▶ [RECORDS FOR THIS TASK]
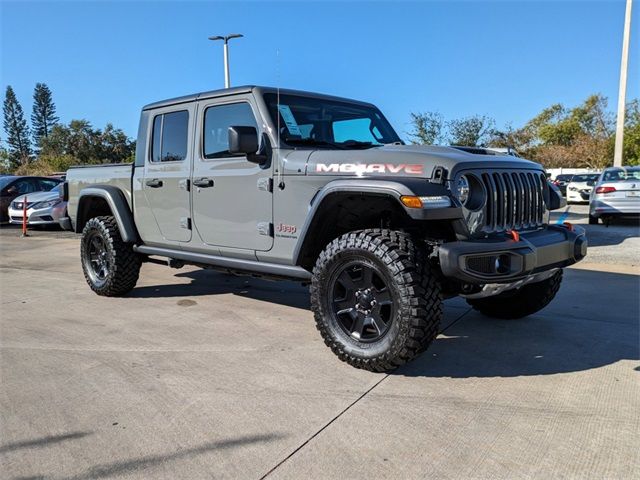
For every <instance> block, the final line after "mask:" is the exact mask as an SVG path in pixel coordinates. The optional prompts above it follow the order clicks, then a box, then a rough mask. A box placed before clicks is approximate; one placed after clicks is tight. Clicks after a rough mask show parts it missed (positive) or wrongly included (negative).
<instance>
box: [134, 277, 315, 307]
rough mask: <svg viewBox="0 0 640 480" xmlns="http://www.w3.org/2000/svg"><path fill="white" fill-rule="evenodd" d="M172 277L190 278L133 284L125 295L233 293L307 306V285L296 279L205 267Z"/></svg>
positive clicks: (276, 301)
mask: <svg viewBox="0 0 640 480" xmlns="http://www.w3.org/2000/svg"><path fill="white" fill-rule="evenodd" d="M175 277H177V278H189V279H191V282H189V283H171V284H167V285H149V286H142V287H136V288H134V289H133V290H132V291H131V292H130V293H129V294H128V295H127V298H158V297H165V298H166V297H192V296H203V295H224V294H232V295H238V296H241V297H247V298H252V299H254V300H261V301H263V302H269V303H277V304H280V305H285V306H288V307H295V308H302V309H309V307H310V303H309V288H308V287H305V286H302V284H300V283H297V282H292V281H272V280H265V279H263V278H254V277H246V276H243V277H241V276H236V275H231V274H228V273H224V272H218V271H215V270H207V269H200V270H190V271H187V272H181V273H178V274H176V275H175Z"/></svg>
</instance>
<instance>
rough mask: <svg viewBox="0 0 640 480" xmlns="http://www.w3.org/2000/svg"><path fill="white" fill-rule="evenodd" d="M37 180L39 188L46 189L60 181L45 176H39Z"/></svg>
mask: <svg viewBox="0 0 640 480" xmlns="http://www.w3.org/2000/svg"><path fill="white" fill-rule="evenodd" d="M38 182H39V183H40V190H46V191H49V190H51V189H53V188H54V187H56V186H57V185H58V184H59V183H60V182H58V181H57V180H49V179H47V178H41V179H40V180H39V181H38Z"/></svg>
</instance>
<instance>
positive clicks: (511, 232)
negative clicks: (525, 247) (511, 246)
mask: <svg viewBox="0 0 640 480" xmlns="http://www.w3.org/2000/svg"><path fill="white" fill-rule="evenodd" d="M507 235H509V236H510V237H511V238H512V239H513V241H514V242H519V241H520V234H519V233H518V232H516V231H515V230H507Z"/></svg>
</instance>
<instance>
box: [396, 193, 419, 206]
mask: <svg viewBox="0 0 640 480" xmlns="http://www.w3.org/2000/svg"><path fill="white" fill-rule="evenodd" d="M400 201H401V202H402V203H403V204H404V206H405V207H409V208H422V200H420V197H414V196H413V195H403V196H402V197H400Z"/></svg>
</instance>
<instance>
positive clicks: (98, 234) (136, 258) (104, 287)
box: [80, 216, 142, 297]
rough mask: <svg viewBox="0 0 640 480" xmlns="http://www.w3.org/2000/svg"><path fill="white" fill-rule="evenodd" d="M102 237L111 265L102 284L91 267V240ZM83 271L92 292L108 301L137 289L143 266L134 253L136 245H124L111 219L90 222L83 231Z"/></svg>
mask: <svg viewBox="0 0 640 480" xmlns="http://www.w3.org/2000/svg"><path fill="white" fill-rule="evenodd" d="M94 236H99V237H101V238H102V240H103V241H104V247H105V253H106V258H107V260H108V262H109V265H110V268H109V269H108V271H107V273H106V275H105V278H104V279H102V280H100V279H97V278H96V274H95V271H94V270H90V269H92V267H91V262H90V255H89V252H90V245H89V243H90V240H91V238H93V237H94ZM80 258H81V263H82V271H83V273H84V278H85V279H86V281H87V284H88V285H89V287H91V290H93V291H94V292H96V293H97V294H98V295H103V296H105V297H118V296H121V295H124V294H126V293H128V292H130V291H131V290H132V289H133V287H135V285H136V282H137V281H138V276H139V274H140V265H141V264H142V261H141V258H140V255H138V254H137V253H135V252H134V251H133V245H132V244H130V243H125V242H123V241H122V237H121V236H120V231H119V230H118V225H117V223H116V220H115V218H114V217H112V216H102V217H94V218H92V219H90V220H89V221H88V222H87V224H86V225H85V227H84V229H83V231H82V239H81V241H80Z"/></svg>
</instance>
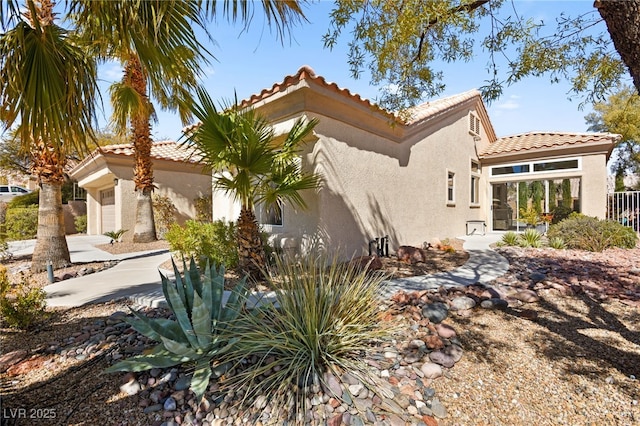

▶ [WHAT THIS TASK INVOLVES] Give the lines again word for word, from the start of the records to the line holding "277L190 278L133 284L125", both included, and leave out any picture.

▶ [EXPECTED OUTPUT]
For every <instance> block, the final line after "mask:" is the exact mask as an SVG path in pixel coordinates. The optional prompts above it follow the order clicks, then a box, then a rough mask. A box placed before clicks is approximate; one placed after clicks is tight. Clicks after a rough mask show parts it missed (positive) or wrongly included (negative).
<instance>
box: [134, 277, 315, 307]
rough mask: <svg viewBox="0 0 640 480" xmlns="http://www.w3.org/2000/svg"><path fill="white" fill-rule="evenodd" d="M172 277L190 278L133 284L125 295L233 293L307 306V285L296 279L205 267Z"/></svg>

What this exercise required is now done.